# Supplied information start

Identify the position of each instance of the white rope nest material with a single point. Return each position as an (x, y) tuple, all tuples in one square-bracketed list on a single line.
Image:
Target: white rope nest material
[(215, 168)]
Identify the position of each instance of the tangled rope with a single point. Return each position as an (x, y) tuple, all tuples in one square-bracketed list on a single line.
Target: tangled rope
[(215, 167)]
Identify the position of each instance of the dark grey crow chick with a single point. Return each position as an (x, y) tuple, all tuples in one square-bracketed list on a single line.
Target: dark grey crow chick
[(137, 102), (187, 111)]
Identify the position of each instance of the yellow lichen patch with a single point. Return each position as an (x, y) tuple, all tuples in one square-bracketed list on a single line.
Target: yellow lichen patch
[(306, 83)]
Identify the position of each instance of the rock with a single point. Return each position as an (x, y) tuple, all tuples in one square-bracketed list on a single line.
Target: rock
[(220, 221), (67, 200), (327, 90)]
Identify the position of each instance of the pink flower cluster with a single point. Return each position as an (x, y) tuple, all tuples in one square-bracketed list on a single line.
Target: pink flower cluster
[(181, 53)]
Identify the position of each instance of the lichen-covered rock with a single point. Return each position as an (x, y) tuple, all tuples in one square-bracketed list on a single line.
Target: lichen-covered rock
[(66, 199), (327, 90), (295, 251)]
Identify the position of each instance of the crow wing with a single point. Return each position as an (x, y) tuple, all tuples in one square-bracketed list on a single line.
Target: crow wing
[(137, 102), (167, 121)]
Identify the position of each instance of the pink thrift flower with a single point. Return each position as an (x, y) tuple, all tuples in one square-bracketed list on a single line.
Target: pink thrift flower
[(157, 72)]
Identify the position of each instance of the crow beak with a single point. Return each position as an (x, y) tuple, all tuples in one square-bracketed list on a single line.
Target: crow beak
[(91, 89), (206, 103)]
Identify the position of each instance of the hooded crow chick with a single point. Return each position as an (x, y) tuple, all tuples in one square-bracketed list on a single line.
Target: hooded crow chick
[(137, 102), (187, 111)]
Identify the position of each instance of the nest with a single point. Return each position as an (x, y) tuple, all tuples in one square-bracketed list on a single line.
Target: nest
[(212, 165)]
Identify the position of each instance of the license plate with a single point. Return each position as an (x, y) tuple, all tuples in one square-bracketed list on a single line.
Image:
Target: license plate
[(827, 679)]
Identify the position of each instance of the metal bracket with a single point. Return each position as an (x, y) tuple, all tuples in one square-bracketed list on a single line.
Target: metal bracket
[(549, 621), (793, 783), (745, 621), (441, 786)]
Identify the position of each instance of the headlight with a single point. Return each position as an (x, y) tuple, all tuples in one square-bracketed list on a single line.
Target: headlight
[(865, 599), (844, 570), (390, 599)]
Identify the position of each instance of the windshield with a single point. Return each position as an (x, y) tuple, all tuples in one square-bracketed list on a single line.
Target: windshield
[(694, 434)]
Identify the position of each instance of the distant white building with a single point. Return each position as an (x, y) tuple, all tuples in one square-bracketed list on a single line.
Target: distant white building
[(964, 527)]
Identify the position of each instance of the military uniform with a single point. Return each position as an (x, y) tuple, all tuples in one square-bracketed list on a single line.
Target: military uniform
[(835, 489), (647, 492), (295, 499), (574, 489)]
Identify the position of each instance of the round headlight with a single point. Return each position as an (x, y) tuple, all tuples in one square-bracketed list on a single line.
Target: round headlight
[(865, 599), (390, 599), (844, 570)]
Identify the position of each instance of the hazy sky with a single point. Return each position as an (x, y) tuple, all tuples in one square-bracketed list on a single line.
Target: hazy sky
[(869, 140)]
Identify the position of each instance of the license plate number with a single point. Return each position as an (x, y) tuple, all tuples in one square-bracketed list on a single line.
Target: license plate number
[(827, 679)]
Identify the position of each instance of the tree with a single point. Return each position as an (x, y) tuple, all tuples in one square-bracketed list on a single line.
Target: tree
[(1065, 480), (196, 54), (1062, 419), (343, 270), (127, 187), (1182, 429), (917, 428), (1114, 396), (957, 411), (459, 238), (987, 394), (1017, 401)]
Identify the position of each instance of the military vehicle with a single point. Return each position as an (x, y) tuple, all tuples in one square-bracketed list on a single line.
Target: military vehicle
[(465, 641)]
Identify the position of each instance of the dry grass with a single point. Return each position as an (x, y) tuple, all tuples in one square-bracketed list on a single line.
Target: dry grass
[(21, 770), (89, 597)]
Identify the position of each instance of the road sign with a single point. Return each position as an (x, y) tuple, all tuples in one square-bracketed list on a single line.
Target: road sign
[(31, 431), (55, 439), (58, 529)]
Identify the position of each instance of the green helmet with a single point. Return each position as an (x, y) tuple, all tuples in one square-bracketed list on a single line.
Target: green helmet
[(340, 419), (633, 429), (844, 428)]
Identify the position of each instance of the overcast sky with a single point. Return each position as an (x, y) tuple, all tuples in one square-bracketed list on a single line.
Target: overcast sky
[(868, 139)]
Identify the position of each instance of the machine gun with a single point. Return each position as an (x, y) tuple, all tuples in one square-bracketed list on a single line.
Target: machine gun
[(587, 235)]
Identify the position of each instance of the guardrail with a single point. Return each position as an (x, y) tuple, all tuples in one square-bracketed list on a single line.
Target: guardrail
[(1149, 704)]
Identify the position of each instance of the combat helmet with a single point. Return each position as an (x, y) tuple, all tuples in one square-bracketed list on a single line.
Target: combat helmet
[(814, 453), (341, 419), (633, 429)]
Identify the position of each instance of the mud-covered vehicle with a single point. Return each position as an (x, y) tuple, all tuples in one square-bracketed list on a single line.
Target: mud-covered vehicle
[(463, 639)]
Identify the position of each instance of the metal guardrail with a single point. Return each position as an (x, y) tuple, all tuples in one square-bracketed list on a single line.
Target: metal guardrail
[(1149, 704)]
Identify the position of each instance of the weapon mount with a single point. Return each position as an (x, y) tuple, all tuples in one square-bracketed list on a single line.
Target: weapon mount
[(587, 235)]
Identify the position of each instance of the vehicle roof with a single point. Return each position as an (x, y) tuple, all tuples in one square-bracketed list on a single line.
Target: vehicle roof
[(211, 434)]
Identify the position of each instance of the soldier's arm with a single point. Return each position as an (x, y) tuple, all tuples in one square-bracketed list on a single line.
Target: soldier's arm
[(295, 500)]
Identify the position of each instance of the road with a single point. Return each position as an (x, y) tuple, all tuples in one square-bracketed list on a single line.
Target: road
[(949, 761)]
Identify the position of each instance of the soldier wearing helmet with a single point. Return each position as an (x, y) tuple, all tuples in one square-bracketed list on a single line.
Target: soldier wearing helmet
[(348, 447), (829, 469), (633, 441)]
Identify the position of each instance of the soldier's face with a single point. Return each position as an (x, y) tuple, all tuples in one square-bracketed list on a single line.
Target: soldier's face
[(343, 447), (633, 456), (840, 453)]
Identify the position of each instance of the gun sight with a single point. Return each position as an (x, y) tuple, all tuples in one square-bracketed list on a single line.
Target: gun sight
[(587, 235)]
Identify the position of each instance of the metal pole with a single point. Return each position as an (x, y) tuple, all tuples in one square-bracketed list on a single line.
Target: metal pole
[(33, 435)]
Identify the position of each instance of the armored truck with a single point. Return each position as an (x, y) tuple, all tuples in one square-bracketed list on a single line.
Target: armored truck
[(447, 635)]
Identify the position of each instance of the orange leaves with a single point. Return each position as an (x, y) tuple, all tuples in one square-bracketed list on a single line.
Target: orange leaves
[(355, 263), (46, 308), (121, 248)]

# Supplied information end

▶ [Work required] Rewrite all of the lines above, changing every "single point" to "single dot" and leaving everything else as it is.

▶ [Written answer]
Identify the position of each instance of the white rope nest material with a single dot. Return each position as an (x, y) tuple, all tuples in one square-bracketed list on a single line.
Image:
Target: white rope nest material
[(215, 168)]
Identify the position of each instance of the tangled rope with a single dot. Return each position as an (x, y) tuple, all tuples in one square-bracketed list on a single line.
Target: tangled rope
[(215, 167)]
Identify the position of each instance of the dark grey crow chick with a single dot. Return each position as an (x, y) tuple, all tuples in one square-bracketed list on a single line.
Target: dark grey crow chick
[(137, 102), (187, 111)]
Identify the position of each instance of the yellow lichen patch with a single dot. Return each position as an (x, y) tuple, all tuples in one square-bracketed list on a single line.
Target: yellow lichen patch
[(306, 83)]
Identify the position of each instance of the rock with a single dot. Return each position as an (x, y) tuple, all tuples in one square-bracketed list on a single line.
Target: rock
[(220, 221), (67, 200), (327, 90)]
Identify the position of each instance of the pink flower cluster with a single dot. Return each position as an (x, y) tuple, all tuples in one square-bracketed list on a single line.
Target: pink flower cluster
[(181, 53)]
Identify the position of each instance of the lichen-covered rock with a single dot. Return each position as an (x, y) tuple, all tuples in one square-bracketed list on a single line.
Target: lichen-covered rock
[(66, 199), (327, 90), (295, 251)]
Identify the position of each instance of the crow wing with a single dot. Return each position as an (x, y) tuple, all tuples in one square-bracketed list on a single line.
Target: crow wing
[(137, 102), (167, 121)]
Identify the position of each instance of the pink thrift flower with a single dot. Return each position as an (x, y) tuple, all tuples in one square-bracketed list on a single line.
Target: pink thrift flower
[(157, 72)]
Identify the position of each instance of the crow beak with a single dot. Return each position as an (x, y) tuple, all tuples in one square-bracketed list on a single line.
Target: crow beak
[(91, 89), (206, 103)]
Identify the position of each instance of the hooded crow chick with a single dot. Return each position as an (x, y) tuple, all tuples in one square-bracketed list on a single line.
Target: hooded crow chick
[(137, 102), (187, 111)]
Identify the position of each instance of the nest with a single dot. Return each position as an (x, y) tuple, all tuples in one square-bracketed list on a single line.
Target: nest
[(212, 165)]
Identify the position of each instance of the license plate with a single dot. Return each position as an (x, y) tuple, all tuples in one square-bracketed list on a single line.
Image:
Target: license plate
[(827, 679)]
Identify the position of each instance of the metal bracket with a single dot. Return each position as an (x, y) tuple, all tuples in one square-bracketed list on a single line.
Target: metal bracket
[(549, 621), (793, 783), (745, 621), (441, 786)]
Identify the position of each instance of the headlight with a single dot. Return each position as an (x, y) tuple, all tuples in one square-bracketed list on a single line.
Target: headlight
[(865, 599), (844, 570), (390, 599)]
Identify the position of each instance of the windshield with a single dot. Return each position as an (x, y) tuple, all tuples in one square-bracketed list on a single line.
Target: windshield
[(694, 434)]
Identify the position of each instance of the distant white building with a single dot. Return each position as an (x, y) tuple, all tuples in one square-bracketed list on a single line.
Target: distant white building
[(964, 527)]
Identify the position of each instance of the military uniform with a single dot. Return each position as an (x, y) tuple, all tuples in one square-bracketed list on a single line.
Target: military uniform
[(835, 489), (647, 492), (295, 499), (574, 489)]
Identify the position of each instance of the round headlight with a single dot. Return each position as an (x, y) tuple, all tuples in one square-bracketed list on a single line.
Target: round headlight
[(865, 599), (390, 599), (844, 570)]
Identify the position of each instance of the hazy sky with a single dot. Return each position as an (x, y) tuple, all tuples in one square-bracketed list on a single line.
Target: hazy sky
[(869, 140)]
Identify the position of each instance of the license plate number with a single dot. Return each position as an (x, y) tuple, all tuples in one square-bracketed list on a single line.
Target: license plate number
[(827, 679)]
Identify the position of each instance of the tree with a single dot. Return each position as an (x, y) tuple, all tuples in one square-bracketed list on a single line.
Target: tree
[(1065, 480), (196, 54), (1062, 419), (343, 270), (127, 187), (1182, 429), (917, 428), (1114, 396), (957, 411), (459, 238), (987, 394), (1017, 401)]
Identify the position of each instance of the military vehicle with a single dot. Return each position as an (x, y) tuple, all tuples in one square-bracketed list on a single line.
Target: military vehicle
[(465, 641)]
Identify the position of each instance of the dry grass with a single dot. Return each position as an (x, y) tuple, all tuples in one square-bracketed list on a single line.
Target: dry grass
[(21, 770), (89, 597)]
Identify the position of each instance of the road sign with a single dot. Return each position as an (x, y) tuple, all tuples in one square-bracketed list on a single line.
Target: road sign
[(31, 431), (55, 439), (58, 529)]
Identify the position of each instance of the green helmet with a single dot. Return each position as an (x, y) tuple, all tuples in one square-bracketed list on a single line.
Target: green helmet
[(340, 419), (633, 429), (844, 428)]
Identify the position of each instance of the overcast sky with a single dot. Return each position as an (x, y) tuple, all tuples in one square-bracketed list on a single line.
Target: overcast sky
[(868, 139)]
Identify the position of each instance of the machine gun with a single dot. Return each position as an (x, y) tuple, all tuples in one square-bracketed list on a single line.
Target: machine gun
[(587, 235)]
Identify the position of each instance of the guardrail with a single dot. Return each position as an (x, y) tuple, all tuples in one square-bracketed list on a single line.
Target: guardrail
[(1149, 704)]
Identify the position of each instance of the combat helmet with a single dot. Return each position as an (x, y) tuple, all tuples in one square-bracketed list on a single line.
Target: combat helmet
[(814, 453), (341, 419), (633, 429)]
Identify the position of each instance of the mud-covered vehicle with a single dot. Return each position as an (x, y) tuple, all tuples in one square-bracketed list on a single line.
Target: mud-covered vehicle
[(463, 639)]
Identify the position of each instance of the metal guardrail with a single dot. Return each position as an (x, y) tuple, all tuples in one square-bracketed list on a single line.
Target: metal guardrail
[(1149, 704)]
Identify the position of each instance of the weapon mount with a single dot. Return each position as an (x, y) tuple, all tuples in one square-bracketed list on a single line.
Target: weapon mount
[(587, 235)]
Identify the position of each instance of the vehicle roof with a single dot. Return each position as an (x, y) tuple, all tuples in one square-bracketed list on a single line.
Target: vehicle roof
[(211, 434)]
Identify the position of each instance of the soldier's arm with a single dot. Return each position as an (x, y) tuple, all tuples in one square-bracketed list on a single line.
Target: soldier's arm
[(295, 500)]
Identify the position of each instance of the road with a single dot. Return each position as an (x, y) tuple, all tuples in one square-bracketed list on a single line.
Target: road
[(949, 761)]
Identify the position of each instance of the soldier wearing helmet with a single dot. Return each position as an (x, y) tuple, all tuples in one square-bracketed list on a single line.
Target: soldier wearing helmet
[(348, 447), (829, 469), (633, 441)]
Identify the position of each instance of the soldier's face with a single dot. Return each position as an (x, y) tuple, all tuples in one square-bracketed list on a single line.
Target: soldier's face
[(343, 447), (633, 456), (840, 453)]
Identify the position of each instance of the gun sight with a single dot. Return each position as an (x, y) tuple, all tuples in one square-bracketed list on a single line.
Target: gun sight
[(587, 235)]
Identify the position of each instance of the metal pole with a single dot. Return each position as an (x, y) tuple, all tuples in one square-bracketed list on a single line.
Target: metal pole
[(33, 435)]
Identify the position of each instance of the armored truck with a single dot. Return each position as an (x, y) tuple, all tuples in one square-bracketed list on a single line.
Target: armored truck
[(447, 635)]
Identify the position of each instance of the orange leaves with a single dot. Return each position as an (x, y) tuple, all tuples in one square-bracketed list on a single line.
Target: orange leaves
[(355, 263), (46, 308), (121, 248)]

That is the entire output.